### Testo di partenza
Secondo i dati della letteratura medica il 73% degli operatori sanitari sopratutto infermieri sono soggetti a disturbi della colonna vertebrale.
Spalla:
L’affezioni più frequenti è la tendinite del muscolo sovra spinoso che si manifesta con dolore del muscolo deltoide o nell’aria anteriore della spalla accentuato dai movimenti nell’elevazione del braccio.
Gomito:
Le affezioni più frequenti sono:
1) L’epicondilite (gomito del tennista), un’infiammazione dolorosa dei tendini dei muscoli estensori del polso che s’inseriscono sulla parte laterale del gomito. E’ caratterizzata da dolore spontaneo o provocato dalla pressione ed è accentuato dai movimenti di flessione e di chiusura della mano, dall’impugnatura di utensili o attrezzi pinze, racchette da tennis (epicondilite del tennista);
2) Epitrocleite (gomito del golfista) è un’infiammazione dei tendini dei muscoli flessori del polso e della mano che s’inseriscono sulla parte interna del gomito. Il sintomo è un dolore che aumenta con il movimento. Queste sono le tendiniti di più frequente riscontro Il sovraccarico dovuti a lavori che riìchiedono movimenti ripetuti con applicazioni di forza influisce rapidamente in queste zone del gomito provocando infiammazione e dolore che si manifesta alla presa di oggetti e al sollevamento di pesi. Il dolore prima localizzato al gomito si può irradiare all’avambraccio e alla spalla.

[Dati memorizzati]
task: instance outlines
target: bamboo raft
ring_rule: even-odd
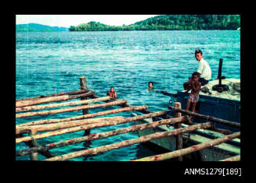
[[[63,102],[73,99],[79,99],[75,101]],[[90,99],[88,99],[90,98]],[[90,103],[100,102],[96,104],[90,104]],[[46,103],[54,103],[45,104]],[[72,107],[74,105],[81,105]],[[68,107],[50,110],[52,107],[69,106]],[[114,110],[106,110],[96,113],[88,113],[89,109],[106,108],[110,106],[119,107]],[[182,133],[191,132],[197,129],[211,129],[216,130],[215,122],[224,124],[225,125],[235,126],[240,128],[240,124],[216,118],[214,117],[206,117],[200,114],[191,113],[181,109],[180,103],[175,103],[175,107],[170,107],[171,110],[175,111],[175,118],[170,118],[167,114],[167,111],[152,112],[147,110],[147,106],[132,106],[128,104],[126,100],[114,100],[110,97],[99,97],[94,90],[88,89],[86,86],[86,77],[80,78],[80,90],[70,91],[67,93],[59,93],[52,95],[38,96],[31,98],[24,98],[16,100],[16,118],[29,119],[32,116],[52,115],[59,113],[65,113],[70,111],[82,111],[82,115],[70,117],[66,118],[51,118],[38,120],[34,121],[27,121],[20,123],[16,125],[16,143],[24,143],[28,148],[16,151],[16,156],[23,156],[30,154],[31,160],[38,160],[38,153],[45,157],[44,161],[59,161],[68,160],[72,158],[96,155],[103,153],[112,150],[132,146],[137,143],[149,142],[152,139],[160,139],[167,136],[175,136],[176,138],[176,150],[151,156],[148,157],[132,160],[132,161],[157,161],[166,160],[176,158],[177,160],[182,160],[182,156],[205,149],[210,146],[217,146],[230,141],[236,138],[240,138],[240,132],[229,133],[222,138],[209,140],[208,142],[194,145],[182,149]],[[31,111],[38,109],[46,109],[46,111]],[[142,114],[136,115],[131,118],[124,118],[122,116],[115,117],[102,117],[110,114],[117,114],[121,112],[138,111]],[[182,113],[186,114],[182,116]],[[189,115],[196,115],[198,118],[207,118],[210,121],[204,123],[193,124],[186,128],[182,128],[181,125],[189,124]],[[100,118],[95,118],[100,117]],[[132,125],[127,128],[118,128],[116,130],[102,132],[98,134],[91,134],[90,129],[116,125],[138,120],[152,118],[154,117],[161,118],[161,120],[153,121],[152,123],[142,124],[139,125]],[[50,152],[51,150],[61,148],[66,146],[91,142],[95,139],[106,138],[109,136],[124,134],[130,132],[143,130],[146,128],[153,128],[162,125],[174,124],[175,129],[168,132],[156,132],[139,138],[125,140],[120,143],[115,143],[110,145],[97,146],[94,148],[78,150],[67,154],[56,156],[55,153]],[[38,139],[44,139],[50,136],[59,135],[62,134],[72,133],[78,131],[85,131],[85,135],[73,139],[65,139],[59,142],[51,143],[49,144],[38,144]],[[229,157],[222,161],[239,161],[240,156],[237,155]]]

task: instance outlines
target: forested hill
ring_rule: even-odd
[[[108,26],[98,22],[71,26],[70,31],[237,30],[240,15],[164,15],[131,25]]]
[[[67,27],[50,26],[38,23],[17,24],[16,32],[45,32],[45,31],[68,31]]]

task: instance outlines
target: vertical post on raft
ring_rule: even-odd
[[[80,77],[80,88],[81,90],[85,90],[87,89],[87,86],[86,86],[86,77],[85,76],[82,76]],[[87,97],[81,97],[81,100],[87,100]],[[87,104],[82,104],[82,105],[87,105]],[[87,114],[89,113],[88,109],[83,109],[83,115]],[[90,134],[90,129],[85,130],[85,135],[87,135]]]
[[[180,102],[175,102],[175,107],[177,108],[182,108],[182,104]],[[175,112],[175,118],[178,118],[182,116],[181,112]],[[175,128],[182,128],[182,123],[175,123]],[[176,150],[182,150],[182,133],[178,134],[176,135]],[[182,161],[183,158],[182,157],[177,157],[178,161]]]
[[[35,135],[36,134],[37,134],[36,130],[31,130],[30,132],[31,135]],[[34,146],[36,146],[37,143],[38,143],[38,140],[36,140],[36,139],[31,140],[31,144],[33,144]],[[38,160],[38,153],[31,153],[31,160]]]

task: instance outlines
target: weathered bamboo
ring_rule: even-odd
[[[194,145],[194,146],[192,146],[190,147],[187,147],[187,148],[185,148],[182,150],[175,150],[175,151],[167,153],[159,154],[157,156],[151,156],[151,157],[148,157],[140,158],[138,160],[135,160],[134,161],[159,161],[159,160],[169,160],[169,159],[171,159],[174,157],[184,156],[186,154],[191,153],[193,153],[197,150],[200,150],[206,149],[210,146],[216,146],[216,145],[223,143],[231,140],[233,139],[237,138],[240,135],[240,132],[236,132],[236,133],[228,135],[225,135],[224,137],[222,137],[222,138],[219,138],[217,139],[210,140],[208,142],[200,143],[198,145]],[[55,158],[55,157],[52,157],[52,158]]]
[[[102,146],[99,147],[95,147],[85,150],[81,150],[74,153],[70,153],[61,156],[56,156],[55,157],[49,158],[44,160],[46,161],[56,161],[56,160],[67,160],[71,158],[82,157],[82,156],[88,156],[88,155],[92,155],[92,154],[97,154],[100,153],[104,153],[106,151],[110,151],[112,150],[119,149],[121,147],[124,147],[128,146],[131,146],[136,143],[145,143],[152,139],[160,139],[165,136],[171,136],[171,135],[176,135],[178,133],[186,132],[191,132],[194,131],[196,129],[199,128],[207,128],[211,126],[211,124],[210,122],[207,123],[201,123],[195,125],[191,125],[187,128],[181,128],[178,129],[175,129],[172,131],[168,131],[168,132],[156,132],[154,134],[141,136],[137,139],[133,139],[130,140],[124,140],[121,143],[117,143],[110,145],[106,145]]]
[[[236,128],[240,127],[240,123],[229,121],[227,121],[227,120],[212,117],[212,116],[203,115],[203,114],[198,114],[198,113],[194,113],[194,112],[191,112],[191,111],[186,111],[186,110],[183,110],[183,109],[179,109],[179,108],[177,108],[177,107],[174,107],[172,106],[169,106],[168,108],[171,109],[171,110],[179,111],[179,112],[182,112],[182,113],[184,113],[184,114],[188,114],[188,115],[194,115],[194,116],[196,116],[197,118],[203,118],[203,119],[207,119],[207,120],[211,120],[212,121],[222,123],[222,124],[228,125],[228,126],[233,126],[233,127],[236,127]]]
[[[62,96],[62,95],[76,95],[80,93],[84,93],[88,92],[88,90],[74,90],[74,91],[70,91],[70,92],[65,92],[65,93],[59,93],[56,94],[51,94],[51,95],[41,95],[38,97],[34,97],[31,98],[22,98],[19,100],[16,100],[16,101],[20,101],[20,100],[34,100],[38,98],[45,98],[49,97],[57,97],[57,96]]]
[[[87,84],[86,84],[86,77],[83,76],[80,78],[80,87],[81,90],[87,89]],[[81,100],[87,100],[87,97],[81,97]],[[87,104],[82,104],[82,105],[87,105]],[[89,111],[88,109],[82,109],[83,115],[89,114]],[[87,135],[90,134],[90,129],[87,129],[85,131],[85,135]]]
[[[182,104],[180,102],[175,102],[175,107],[176,108],[181,109],[182,108]],[[181,117],[181,116],[182,116],[182,113],[175,112],[175,117],[176,118],[178,118],[178,117]],[[182,128],[182,124],[181,123],[176,123],[175,125],[175,128]],[[182,150],[182,134],[180,133],[180,134],[177,135],[177,136],[176,136],[176,150]],[[183,160],[182,157],[178,157],[177,158],[177,160],[178,161],[182,161]]]
[[[96,116],[106,115],[106,114],[115,114],[115,113],[119,113],[119,112],[131,111],[141,111],[141,110],[146,109],[146,108],[147,108],[147,106],[146,106],[146,105],[142,105],[142,106],[138,106],[138,107],[133,106],[133,107],[109,110],[109,111],[101,111],[101,112],[97,112],[97,113],[88,114],[85,114],[85,115],[81,115],[81,116],[70,117],[70,118],[62,118],[62,119],[38,120],[38,121],[34,121],[16,125],[16,126],[22,127],[22,126],[29,126],[29,125],[42,125],[42,124],[70,121],[72,120],[85,119],[85,118],[93,118],[93,117],[96,117]]]
[[[118,125],[118,124],[123,124],[123,123],[131,122],[131,121],[137,121],[137,120],[160,116],[160,115],[163,115],[164,114],[166,114],[166,113],[167,113],[166,111],[163,111],[150,113],[150,114],[144,114],[144,115],[138,115],[138,116],[125,118],[125,119],[121,120],[121,121],[112,120],[112,121],[99,122],[99,123],[94,123],[94,124],[90,124],[90,125],[82,125],[82,126],[78,126],[78,127],[69,128],[66,128],[66,129],[60,129],[60,130],[55,131],[55,132],[38,134],[38,135],[34,135],[33,138],[34,139],[43,139],[45,137],[58,135],[63,134],[63,133],[74,132],[77,132],[77,131],[91,129],[91,128],[99,128],[99,127],[103,127],[103,126],[115,125]],[[29,136],[24,137],[24,138],[19,138],[19,139],[16,139],[16,143],[27,142],[27,141],[29,141],[31,139],[32,139],[32,138],[29,137]]]
[[[117,118],[117,120],[115,120],[114,118]],[[70,133],[70,132],[78,132],[78,131],[85,130],[85,129],[92,128],[90,127],[92,127],[92,125],[93,126],[93,125],[97,124],[97,123],[99,123],[102,125],[102,124],[106,123],[106,122],[117,121],[118,121],[117,118],[120,119],[120,117],[112,117],[112,118],[106,118],[105,120],[103,120],[103,122],[99,121],[99,122],[95,122],[95,123],[88,124],[88,125],[85,125],[75,126],[75,127],[59,129],[57,131],[52,131],[50,132],[40,133],[40,134],[37,134],[36,135],[34,135],[34,136],[26,136],[26,137],[18,138],[18,139],[16,138],[16,143],[24,143],[24,142],[30,141],[31,139],[43,139],[45,137],[62,135],[64,133]]]
[[[50,102],[59,102],[65,101],[71,99],[79,98],[85,96],[92,95],[93,93],[85,93],[75,96],[69,96],[69,95],[63,95],[58,97],[49,97],[45,98],[38,98],[37,100],[20,100],[16,102],[16,107],[21,107],[31,105],[36,105],[39,104],[50,103]]]
[[[80,100],[80,101],[77,100],[77,101],[72,101],[72,102],[65,102],[65,103],[52,104],[47,104],[47,105],[27,106],[27,107],[16,107],[16,112],[27,111],[31,111],[31,110],[52,108],[52,107],[63,107],[63,106],[79,105],[79,104],[106,100],[110,100],[110,98],[111,97],[108,96],[108,97],[105,97],[91,99],[91,100]]]
[[[21,100],[16,102],[16,107],[20,107],[29,105],[35,105],[38,104],[49,103],[49,102],[57,102],[64,101],[69,100],[68,95],[50,97],[46,98],[39,98],[34,100]]]
[[[31,130],[30,132],[31,135],[35,135],[36,134],[37,134],[36,130]],[[38,143],[38,140],[33,139],[33,140],[31,140],[31,143],[33,144],[33,146],[36,146],[36,145]],[[38,153],[37,152],[31,153],[31,160],[38,160]]]
[[[124,119],[124,118],[121,117],[121,116],[106,117],[106,118],[76,120],[76,121],[64,121],[64,122],[60,122],[60,123],[53,123],[53,124],[48,124],[48,125],[23,126],[23,127],[16,128],[16,134],[17,135],[20,133],[26,133],[31,130],[33,130],[33,131],[36,130],[37,132],[59,130],[59,129],[67,128],[71,128],[71,127],[74,127],[74,126],[88,125],[88,124],[92,124],[92,123],[103,122],[103,121],[109,120],[109,119],[123,120],[123,119]]]
[[[92,89],[88,89],[89,90],[92,90],[93,91],[93,90]],[[99,98],[99,97],[96,96],[95,93],[93,95],[90,95],[88,96],[90,98]],[[109,102],[111,102],[112,100],[114,100],[114,99],[111,99],[110,100],[106,100],[104,102],[106,103],[109,103]],[[124,103],[124,104],[122,104],[121,105],[119,105],[120,107],[133,107],[132,105],[129,105],[127,103]],[[153,113],[152,111],[148,111],[148,110],[146,110],[146,109],[142,109],[141,111],[139,111],[140,112],[143,113],[143,114],[150,114],[150,113]],[[164,114],[165,115],[165,114]],[[163,116],[163,118],[164,118],[164,116]]]
[[[74,138],[72,139],[63,140],[63,141],[60,141],[60,142],[57,142],[57,143],[54,143],[47,144],[47,145],[44,146],[43,147],[40,147],[40,146],[34,147],[34,148],[30,148],[30,149],[27,149],[27,150],[16,151],[16,156],[26,155],[28,153],[38,152],[43,148],[45,148],[45,150],[52,150],[52,149],[57,148],[57,147],[68,146],[68,145],[71,145],[71,144],[74,144],[74,143],[79,143],[85,142],[85,141],[92,141],[92,140],[95,140],[95,139],[106,138],[109,136],[127,133],[127,132],[134,132],[134,131],[138,131],[138,130],[144,130],[144,129],[149,128],[156,128],[157,126],[166,125],[166,124],[184,122],[188,120],[189,120],[189,118],[187,116],[182,116],[180,118],[164,119],[164,120],[154,121],[152,123],[146,123],[146,124],[142,124],[142,125],[134,125],[134,126],[127,127],[127,128],[117,129],[117,130],[114,130],[114,131],[110,131],[110,132],[107,132],[99,133],[99,134],[91,134],[87,136],[78,137],[78,138]]]
[[[16,138],[21,138],[21,137],[24,137],[24,135],[23,134],[16,135]],[[40,148],[40,150],[38,150],[37,151],[34,151],[34,152],[32,152],[32,153],[38,152],[41,155],[43,155],[43,156],[45,156],[45,157],[48,157],[48,158],[54,157],[56,156],[53,153],[51,153],[48,150],[46,150],[45,146],[39,146],[34,141],[31,140],[31,141],[25,142],[25,144],[27,146],[28,146],[30,147],[30,149]],[[30,149],[27,149],[27,150],[30,150]]]
[[[237,155],[235,157],[229,157],[229,158],[222,160],[220,161],[240,161],[240,160],[241,160],[240,155]]]
[[[72,95],[72,96],[69,96],[69,97],[70,97],[70,100],[71,100],[71,99],[81,98],[83,97],[88,97],[88,96],[91,96],[93,94],[94,94],[93,92],[88,92],[88,93],[81,93],[81,94],[78,94],[78,95]]]
[[[30,116],[36,116],[36,115],[48,115],[48,114],[55,114],[57,113],[63,113],[63,112],[70,112],[70,111],[80,111],[82,109],[92,109],[92,108],[98,108],[98,107],[106,107],[110,106],[118,105],[121,104],[126,103],[126,100],[117,100],[114,102],[110,102],[107,104],[91,104],[86,106],[78,106],[74,107],[67,107],[63,109],[56,109],[56,110],[51,110],[51,111],[37,111],[37,112],[27,112],[27,113],[20,113],[16,114],[16,118],[30,117]]]

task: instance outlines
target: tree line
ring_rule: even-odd
[[[240,15],[157,16],[131,25],[108,26],[99,22],[71,26],[70,31],[237,30]]]

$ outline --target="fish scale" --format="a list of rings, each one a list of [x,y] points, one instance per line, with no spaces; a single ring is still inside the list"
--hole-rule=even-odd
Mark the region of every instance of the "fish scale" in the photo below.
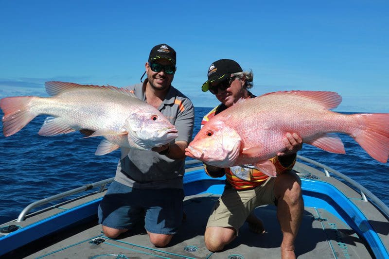
[[[121,148],[122,156],[129,149],[151,149],[173,140],[177,129],[155,107],[131,91],[112,86],[82,85],[49,82],[46,91],[53,96],[7,97],[0,100],[4,112],[3,133],[10,136],[35,117],[45,114],[39,135],[52,136],[81,129],[103,136],[96,151],[102,155]]]
[[[287,133],[304,143],[344,154],[335,133],[351,136],[374,159],[389,156],[389,114],[344,115],[329,110],[341,102],[336,93],[290,91],[241,100],[212,118],[186,149],[186,154],[221,168],[252,164],[277,175],[269,159],[285,149]],[[215,148],[215,147],[218,147]],[[249,176],[243,179],[249,180]]]

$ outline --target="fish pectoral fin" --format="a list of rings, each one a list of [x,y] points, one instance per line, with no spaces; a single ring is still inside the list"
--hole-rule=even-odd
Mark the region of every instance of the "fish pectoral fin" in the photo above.
[[[47,117],[38,134],[45,137],[66,134],[75,131],[60,118]]]
[[[249,181],[251,179],[251,175],[250,173],[252,170],[248,170],[243,166],[239,166],[230,167],[230,170],[234,175],[241,180]]]
[[[94,154],[96,155],[103,155],[110,153],[119,148],[119,145],[112,144],[105,139],[101,140],[100,143],[99,144],[99,146],[97,147],[97,149]]]
[[[258,154],[261,153],[262,149],[262,147],[260,146],[244,148],[242,151],[242,154],[247,155],[248,157],[255,157],[258,156]]]
[[[276,167],[269,160],[261,161],[253,165],[258,170],[271,177],[277,176]]]
[[[109,129],[102,129],[97,130],[90,134],[88,136],[84,137],[83,138],[92,138],[93,137],[99,137],[101,136],[106,135],[118,135],[118,136],[125,136],[128,134],[128,133],[126,131],[122,131],[121,132],[117,132]]]
[[[120,149],[120,152],[122,153],[122,155],[120,157],[120,160],[123,159],[128,155],[128,152],[130,152],[130,149],[128,148],[122,147]]]
[[[329,152],[346,154],[341,139],[334,133],[324,134],[312,141],[307,142],[307,143]]]

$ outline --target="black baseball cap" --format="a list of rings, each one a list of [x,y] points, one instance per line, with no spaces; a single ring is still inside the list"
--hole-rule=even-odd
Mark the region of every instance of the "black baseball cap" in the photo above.
[[[159,58],[165,58],[176,66],[176,51],[167,44],[163,43],[158,45],[154,46],[150,52],[149,62]]]
[[[208,80],[203,84],[201,90],[203,92],[206,92],[210,89],[212,83],[221,82],[230,77],[231,74],[243,71],[239,64],[232,59],[216,60],[210,66]]]

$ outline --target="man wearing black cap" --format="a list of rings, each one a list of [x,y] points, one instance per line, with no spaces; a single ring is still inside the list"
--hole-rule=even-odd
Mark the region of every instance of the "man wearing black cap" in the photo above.
[[[115,180],[99,207],[99,222],[107,237],[115,238],[144,222],[151,242],[165,246],[182,222],[185,149],[192,139],[194,115],[191,101],[171,85],[176,61],[171,47],[155,46],[145,65],[147,79],[129,87],[159,110],[178,137],[152,150],[130,150],[119,161]]]
[[[253,86],[252,72],[244,72],[234,60],[215,61],[210,66],[208,75],[208,80],[201,89],[204,92],[209,90],[221,104],[204,117],[202,126],[239,100],[255,97],[248,91]],[[212,209],[204,234],[205,244],[210,251],[220,251],[232,242],[245,221],[251,231],[264,233],[262,222],[254,214],[254,209],[260,205],[275,204],[283,235],[281,256],[295,258],[294,241],[304,205],[300,178],[290,170],[296,162],[296,152],[302,147],[302,140],[296,133],[288,133],[284,142],[285,151],[271,159],[278,173],[276,178],[267,176],[251,165],[219,168],[204,164],[209,175],[217,177],[225,174],[226,179],[224,191]],[[237,170],[249,173],[250,181],[236,177],[232,172]]]

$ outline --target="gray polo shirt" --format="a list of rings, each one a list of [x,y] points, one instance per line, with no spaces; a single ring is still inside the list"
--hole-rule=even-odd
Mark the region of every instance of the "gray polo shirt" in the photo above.
[[[143,84],[129,86],[135,96],[146,101]],[[194,120],[194,108],[191,100],[179,91],[171,86],[166,97],[158,110],[177,128],[178,137],[174,141],[192,140]],[[185,161],[172,159],[151,150],[131,149],[119,161],[115,180],[138,189],[160,189],[183,188],[182,177]]]

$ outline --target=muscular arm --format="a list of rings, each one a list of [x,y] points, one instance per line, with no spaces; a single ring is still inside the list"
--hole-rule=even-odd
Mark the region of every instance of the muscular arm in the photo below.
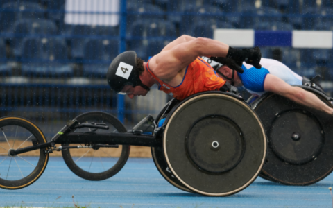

### Consegna
Prosegui il testo sui disturbi di spalla e gomito negli operatori sanitari partendo dalla sua ultima frase. Le voci riportate provengono da una fonte diversa.

### Soluzione
Polso:
L’affezione più frequente è la sindrome del tunnel carpale e tra le tendiniti più frequenti tra le patologie muscolo scheletriche correlate al lavoro. E’ dovuta alla compressione del nevo mediano nel suo passaggio attraverso il tunnel carpale, una struttura rigida formata dalle ossa della mano e da un legamento rigido (il legamento carpale) che avvolge le ossa del polso. Attraverso il tunnel carpale passano il nervo mediano, i tendini dei muscoli flessori delle dita e vasi sanguigni. Un processo infiammatorio dei tendini provoca la compressione del nervo mediano con comparsa di:
– Formicolio alle prima tre dita della mano
– Dolore al polso e all’avambraccio
– Diminuzione alle prima tre dita della mano
– Perdita della forza delle prima tre dita
Le attività lavorative nelle quali si combinano forza elevata, movimenti ripetitivi della mano e del polso, posture incongrue, aumentano il rischio.
La sindrome di De Quervain, si manifesta con dolore debolezza e lieve gonfiore al lato del polso all’altezza del pollice.
Le categorie esposte a rischio per le affezioni dell’arto superiore sono tutti coloro che per professione o svago tendono a eseguire movimenti monotoni che coinvolgono l’articolazione del gomito del polso e della mano tra cui:
– Cuochi
– Pittori e imbianchini
– Musicisti
– Barristi addetti alla macchina del caffè
– Sarti
– Carpentieri
– Barbieri e parrucchieri
A questi va aggiunto tutta quella amplissima ed eterogenea popolazione che lavora o comunque sta davanti al PC a lungo ogni giorno. L’uso continuo del mouse è spesso all’origine di patologie del gomito e del tunnel carpale.
Quali sono i principali fattori di rischio per le patologie muscolo-scheletriche?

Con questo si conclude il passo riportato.